But de l'exercice: D'après le portrait de Jaume Puntí Dachs, combien de chevaux compte environ l'écurie d'élite qu'il dirige ?

Texte fourni:
□ □ □

Jaume Puntí Dachs, l’Espagnol qui caracole en tête de l’endurance
Surgi de sa Catalogne natale dans les années 1990, Jaume Puntí Dachs fait désormais figure de clé de voûte sportive et commerciale dans la discipline mondialisée et professionnalisée qu’est devenue l’endurance. Ayant rapidement tissé une relation privilégiée avec le cheikh Mohammed al-Maktoum, puissant émir de Dubaï, ce cavalier et entraîneur de cinquante et un ans est aujourd’hui à la tête d’une écurie d’élite comptant quelque deux cents chevaux et nourrissant le succès grandissant de l’Espagne.
Né le 21 mai 1969, Jaume Puntí Dachs grandit en Catalogne. Un ami de son père – éleveur de cochons – lui propose un jour de lui apprendre à monter à cheval. Âgé de treize ans, ce dernier découvre alors la Doma vaquera, discipline d’origine andalouse issue du travail des gardiens de troupeaux, qui a grandement inspiré les équitations de travail et western. Le jeune garçon se prend de passion pour l’animal et rêve d’avoir son propre cheval. Afin de financer son projet, il travaille un temps dans l’entreprise de son père, puis achète à dix-neuf ans des juments destinées à l’abattoir.
Quatre ans plus tard, il découvre l’endurance à l’occasion des championnats du monde organisés à Barcelone. Jaume s’éprend alors de cette discipline et de son atmosphère. Pour se lancer, il acquiert Petita, une jument aux origines inconnues et déjà bien formée. La Catalogne est un bon terreau pour les efforts au long cours. Aussi, le jeune homme parcourt son pays et se renseigne autant que possible auprès des quelques professionnels environnants. Il participe à quelques courses nationales, mais se sent vite attiré par la France, terre de prédilection de l’endurance.

□ □ □

Descriptions de zones en langage naturel:

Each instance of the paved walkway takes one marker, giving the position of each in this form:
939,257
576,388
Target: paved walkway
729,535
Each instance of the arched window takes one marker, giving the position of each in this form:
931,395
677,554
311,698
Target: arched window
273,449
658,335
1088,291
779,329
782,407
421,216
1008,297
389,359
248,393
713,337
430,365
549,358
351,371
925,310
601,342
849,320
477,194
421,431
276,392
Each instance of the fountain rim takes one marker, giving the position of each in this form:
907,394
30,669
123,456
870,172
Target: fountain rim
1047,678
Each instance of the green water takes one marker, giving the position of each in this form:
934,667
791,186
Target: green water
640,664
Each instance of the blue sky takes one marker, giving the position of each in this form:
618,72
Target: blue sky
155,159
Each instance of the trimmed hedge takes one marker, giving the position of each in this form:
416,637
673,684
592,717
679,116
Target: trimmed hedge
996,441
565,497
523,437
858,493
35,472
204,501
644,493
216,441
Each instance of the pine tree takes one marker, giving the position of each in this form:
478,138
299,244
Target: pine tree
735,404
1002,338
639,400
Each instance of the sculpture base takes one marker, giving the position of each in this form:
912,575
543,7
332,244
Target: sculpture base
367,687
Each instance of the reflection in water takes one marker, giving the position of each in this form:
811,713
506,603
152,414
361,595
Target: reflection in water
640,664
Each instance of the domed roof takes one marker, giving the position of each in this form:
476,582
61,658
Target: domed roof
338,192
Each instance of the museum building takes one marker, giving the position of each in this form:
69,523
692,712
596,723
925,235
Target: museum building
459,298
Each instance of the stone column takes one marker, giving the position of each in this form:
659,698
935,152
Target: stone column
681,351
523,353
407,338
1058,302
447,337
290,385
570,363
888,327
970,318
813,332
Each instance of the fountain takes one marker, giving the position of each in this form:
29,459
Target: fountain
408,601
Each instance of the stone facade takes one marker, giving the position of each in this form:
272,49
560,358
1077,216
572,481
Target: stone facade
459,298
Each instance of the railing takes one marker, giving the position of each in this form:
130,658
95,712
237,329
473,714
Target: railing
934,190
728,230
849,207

□ □ □

Réponse rédigée: Quelque deux cents chevaux.